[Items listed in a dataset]
━━━
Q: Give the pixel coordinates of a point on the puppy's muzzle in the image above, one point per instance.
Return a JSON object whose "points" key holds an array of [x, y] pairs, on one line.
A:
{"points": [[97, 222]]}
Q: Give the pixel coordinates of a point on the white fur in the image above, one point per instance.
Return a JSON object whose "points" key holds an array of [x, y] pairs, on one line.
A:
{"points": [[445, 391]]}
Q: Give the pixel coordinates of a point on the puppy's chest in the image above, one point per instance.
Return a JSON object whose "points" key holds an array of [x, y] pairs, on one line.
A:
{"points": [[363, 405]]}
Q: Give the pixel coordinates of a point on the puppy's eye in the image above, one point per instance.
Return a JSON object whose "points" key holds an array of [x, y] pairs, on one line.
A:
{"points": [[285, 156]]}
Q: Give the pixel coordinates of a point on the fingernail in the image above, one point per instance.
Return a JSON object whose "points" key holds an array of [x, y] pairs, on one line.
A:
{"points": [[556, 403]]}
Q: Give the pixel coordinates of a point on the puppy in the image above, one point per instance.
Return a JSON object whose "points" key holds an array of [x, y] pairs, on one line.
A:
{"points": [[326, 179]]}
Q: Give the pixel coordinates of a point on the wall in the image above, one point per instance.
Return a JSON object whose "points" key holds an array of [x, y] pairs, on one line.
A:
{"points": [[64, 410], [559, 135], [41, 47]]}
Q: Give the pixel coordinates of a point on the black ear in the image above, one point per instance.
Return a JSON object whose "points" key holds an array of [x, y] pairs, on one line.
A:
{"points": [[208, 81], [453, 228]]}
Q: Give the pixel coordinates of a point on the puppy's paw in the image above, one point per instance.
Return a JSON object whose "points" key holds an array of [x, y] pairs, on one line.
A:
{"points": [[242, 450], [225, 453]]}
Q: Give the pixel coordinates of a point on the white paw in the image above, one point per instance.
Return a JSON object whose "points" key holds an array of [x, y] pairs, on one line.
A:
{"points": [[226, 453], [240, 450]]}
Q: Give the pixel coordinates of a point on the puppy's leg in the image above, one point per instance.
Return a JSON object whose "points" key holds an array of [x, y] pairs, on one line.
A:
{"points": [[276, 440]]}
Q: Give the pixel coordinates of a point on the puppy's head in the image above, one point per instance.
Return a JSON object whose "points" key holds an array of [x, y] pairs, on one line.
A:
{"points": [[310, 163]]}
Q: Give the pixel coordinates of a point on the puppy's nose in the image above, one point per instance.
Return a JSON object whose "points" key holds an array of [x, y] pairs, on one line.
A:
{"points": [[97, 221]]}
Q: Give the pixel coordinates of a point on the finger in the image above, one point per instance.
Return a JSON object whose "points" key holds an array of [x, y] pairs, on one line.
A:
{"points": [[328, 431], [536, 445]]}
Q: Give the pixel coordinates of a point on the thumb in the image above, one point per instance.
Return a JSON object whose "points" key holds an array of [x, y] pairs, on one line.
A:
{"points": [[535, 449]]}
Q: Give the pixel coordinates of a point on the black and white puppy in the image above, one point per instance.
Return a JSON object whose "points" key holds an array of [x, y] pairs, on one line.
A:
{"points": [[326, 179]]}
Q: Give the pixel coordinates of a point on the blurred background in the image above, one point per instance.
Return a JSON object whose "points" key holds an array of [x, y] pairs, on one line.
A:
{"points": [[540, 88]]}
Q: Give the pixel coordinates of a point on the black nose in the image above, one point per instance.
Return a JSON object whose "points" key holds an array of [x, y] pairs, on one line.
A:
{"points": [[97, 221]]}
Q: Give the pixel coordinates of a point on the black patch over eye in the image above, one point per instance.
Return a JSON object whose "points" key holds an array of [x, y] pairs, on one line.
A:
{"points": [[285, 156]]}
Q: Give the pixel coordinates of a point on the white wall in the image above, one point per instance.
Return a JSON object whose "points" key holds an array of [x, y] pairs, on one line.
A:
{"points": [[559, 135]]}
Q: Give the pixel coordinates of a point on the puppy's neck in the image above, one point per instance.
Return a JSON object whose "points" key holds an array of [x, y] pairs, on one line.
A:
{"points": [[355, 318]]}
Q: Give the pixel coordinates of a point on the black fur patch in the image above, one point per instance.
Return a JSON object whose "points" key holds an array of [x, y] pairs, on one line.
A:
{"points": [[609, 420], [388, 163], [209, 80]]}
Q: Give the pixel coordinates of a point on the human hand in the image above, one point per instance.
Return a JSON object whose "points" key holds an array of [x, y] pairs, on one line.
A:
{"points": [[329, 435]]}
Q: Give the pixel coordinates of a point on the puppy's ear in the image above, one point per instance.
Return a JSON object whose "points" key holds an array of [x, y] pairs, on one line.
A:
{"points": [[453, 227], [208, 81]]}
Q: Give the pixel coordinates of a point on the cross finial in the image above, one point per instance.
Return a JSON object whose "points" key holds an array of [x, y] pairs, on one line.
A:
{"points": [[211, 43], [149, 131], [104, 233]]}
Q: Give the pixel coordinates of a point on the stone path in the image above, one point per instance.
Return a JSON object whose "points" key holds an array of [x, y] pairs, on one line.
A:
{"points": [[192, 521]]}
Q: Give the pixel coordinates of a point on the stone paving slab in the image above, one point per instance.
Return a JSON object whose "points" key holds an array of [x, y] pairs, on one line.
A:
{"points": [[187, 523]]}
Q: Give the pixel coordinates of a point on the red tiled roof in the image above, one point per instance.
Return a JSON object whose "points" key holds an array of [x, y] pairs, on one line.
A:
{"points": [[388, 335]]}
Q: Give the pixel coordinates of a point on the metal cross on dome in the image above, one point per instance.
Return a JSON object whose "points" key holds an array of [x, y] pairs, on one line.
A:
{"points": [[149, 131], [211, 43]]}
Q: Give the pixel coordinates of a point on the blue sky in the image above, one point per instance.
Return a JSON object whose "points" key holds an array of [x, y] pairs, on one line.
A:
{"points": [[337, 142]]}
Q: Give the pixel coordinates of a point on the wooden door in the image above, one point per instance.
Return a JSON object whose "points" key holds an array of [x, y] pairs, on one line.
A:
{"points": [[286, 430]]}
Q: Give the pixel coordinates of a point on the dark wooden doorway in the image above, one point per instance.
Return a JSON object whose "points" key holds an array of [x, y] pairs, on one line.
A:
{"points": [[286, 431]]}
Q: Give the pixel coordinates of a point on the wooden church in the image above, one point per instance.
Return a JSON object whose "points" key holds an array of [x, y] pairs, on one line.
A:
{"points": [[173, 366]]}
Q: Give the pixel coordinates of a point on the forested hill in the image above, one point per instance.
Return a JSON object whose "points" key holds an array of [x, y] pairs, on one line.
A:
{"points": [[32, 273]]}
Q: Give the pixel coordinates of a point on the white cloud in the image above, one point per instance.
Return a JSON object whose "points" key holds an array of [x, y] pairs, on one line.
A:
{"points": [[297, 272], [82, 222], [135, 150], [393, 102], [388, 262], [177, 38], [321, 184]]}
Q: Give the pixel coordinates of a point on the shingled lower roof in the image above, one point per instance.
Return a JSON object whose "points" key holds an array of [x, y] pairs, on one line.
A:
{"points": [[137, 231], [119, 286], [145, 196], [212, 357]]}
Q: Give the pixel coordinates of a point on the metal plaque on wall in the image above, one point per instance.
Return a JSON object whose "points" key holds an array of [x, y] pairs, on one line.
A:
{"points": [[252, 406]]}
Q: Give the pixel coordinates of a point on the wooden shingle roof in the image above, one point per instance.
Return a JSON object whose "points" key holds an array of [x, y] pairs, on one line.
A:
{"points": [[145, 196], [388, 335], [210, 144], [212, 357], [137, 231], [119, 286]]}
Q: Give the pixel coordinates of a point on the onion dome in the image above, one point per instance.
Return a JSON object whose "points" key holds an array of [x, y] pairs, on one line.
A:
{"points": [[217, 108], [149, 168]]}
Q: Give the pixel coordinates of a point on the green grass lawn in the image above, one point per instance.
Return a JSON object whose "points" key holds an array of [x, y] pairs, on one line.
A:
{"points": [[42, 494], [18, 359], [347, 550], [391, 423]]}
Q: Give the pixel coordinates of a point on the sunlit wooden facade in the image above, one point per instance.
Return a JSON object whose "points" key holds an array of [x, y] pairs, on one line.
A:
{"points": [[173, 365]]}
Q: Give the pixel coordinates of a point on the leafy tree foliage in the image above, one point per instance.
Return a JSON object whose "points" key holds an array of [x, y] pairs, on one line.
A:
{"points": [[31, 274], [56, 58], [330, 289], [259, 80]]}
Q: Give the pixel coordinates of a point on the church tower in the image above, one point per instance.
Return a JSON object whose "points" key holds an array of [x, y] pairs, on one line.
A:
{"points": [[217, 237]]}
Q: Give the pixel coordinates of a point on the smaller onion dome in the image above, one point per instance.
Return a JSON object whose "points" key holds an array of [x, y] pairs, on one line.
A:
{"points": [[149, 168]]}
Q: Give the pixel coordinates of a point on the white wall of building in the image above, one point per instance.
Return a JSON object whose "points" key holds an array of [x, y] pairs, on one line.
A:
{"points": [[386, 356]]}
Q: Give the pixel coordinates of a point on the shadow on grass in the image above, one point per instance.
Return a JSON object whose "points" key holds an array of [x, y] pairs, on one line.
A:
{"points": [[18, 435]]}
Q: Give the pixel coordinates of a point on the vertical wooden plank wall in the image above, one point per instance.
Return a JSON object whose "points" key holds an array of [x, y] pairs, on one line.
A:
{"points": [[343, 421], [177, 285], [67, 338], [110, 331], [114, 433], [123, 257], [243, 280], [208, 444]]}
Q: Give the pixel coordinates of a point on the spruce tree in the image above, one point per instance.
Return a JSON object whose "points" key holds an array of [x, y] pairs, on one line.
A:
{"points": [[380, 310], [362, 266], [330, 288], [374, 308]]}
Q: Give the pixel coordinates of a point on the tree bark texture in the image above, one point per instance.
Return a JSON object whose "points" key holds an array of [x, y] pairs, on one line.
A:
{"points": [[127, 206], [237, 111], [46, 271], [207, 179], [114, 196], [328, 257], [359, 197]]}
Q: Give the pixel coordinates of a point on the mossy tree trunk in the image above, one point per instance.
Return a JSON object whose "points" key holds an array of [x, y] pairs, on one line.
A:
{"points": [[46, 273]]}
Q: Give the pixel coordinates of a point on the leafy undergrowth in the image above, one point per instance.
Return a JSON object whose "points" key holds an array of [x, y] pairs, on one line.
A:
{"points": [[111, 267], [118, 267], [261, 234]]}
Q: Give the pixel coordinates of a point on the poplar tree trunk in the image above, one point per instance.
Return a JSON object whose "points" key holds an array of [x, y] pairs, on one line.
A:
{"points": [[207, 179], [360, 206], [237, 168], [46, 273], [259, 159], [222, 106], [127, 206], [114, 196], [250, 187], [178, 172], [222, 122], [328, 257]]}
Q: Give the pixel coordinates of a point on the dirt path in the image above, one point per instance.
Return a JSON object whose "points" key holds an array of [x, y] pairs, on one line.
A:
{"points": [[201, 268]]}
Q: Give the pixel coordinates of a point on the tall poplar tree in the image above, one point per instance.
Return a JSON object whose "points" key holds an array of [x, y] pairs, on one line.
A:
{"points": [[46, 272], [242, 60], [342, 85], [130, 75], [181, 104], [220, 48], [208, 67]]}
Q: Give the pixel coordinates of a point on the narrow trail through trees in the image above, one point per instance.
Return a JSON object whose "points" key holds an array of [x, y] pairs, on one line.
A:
━━━
Problem requirements: Transcribe the records above exactly, but only from the line that contains "Q: Give the pixel coordinates of a point on the poplar" through their final line, inclusive.

Result of the task:
Q: Give the pixel coordinates of a point on the poplar tree trunk in the image above, one point per instance.
Return a JSON object whose "points" key holds an array of [x, y] pairs, on one line.
A:
{"points": [[207, 179], [360, 206], [237, 168], [46, 273], [259, 159], [222, 106], [127, 206], [114, 196], [250, 187], [178, 172], [222, 122], [328, 257]]}
Q: Give the pixel coordinates of a point on the dirt path in the image above, one point per instance.
Return a JSON object whose "points" key holds an array of [x, y] pairs, on one line.
A:
{"points": [[201, 268]]}
Q: Give the pixel coordinates of a point on the tall poplar tree in the image above, one point per instance.
Return a JSON object whose "points" key holds an array of [x, y] pairs, on one line.
A:
{"points": [[46, 272], [242, 60], [342, 85], [130, 75], [181, 104], [220, 48], [208, 67]]}
Q: Give the pixel coordinates of a point on the narrow trail through trees in the image above, one point per instance.
Return a JSON object whose "points" key holds an array of [x, y] pairs, on one line.
A:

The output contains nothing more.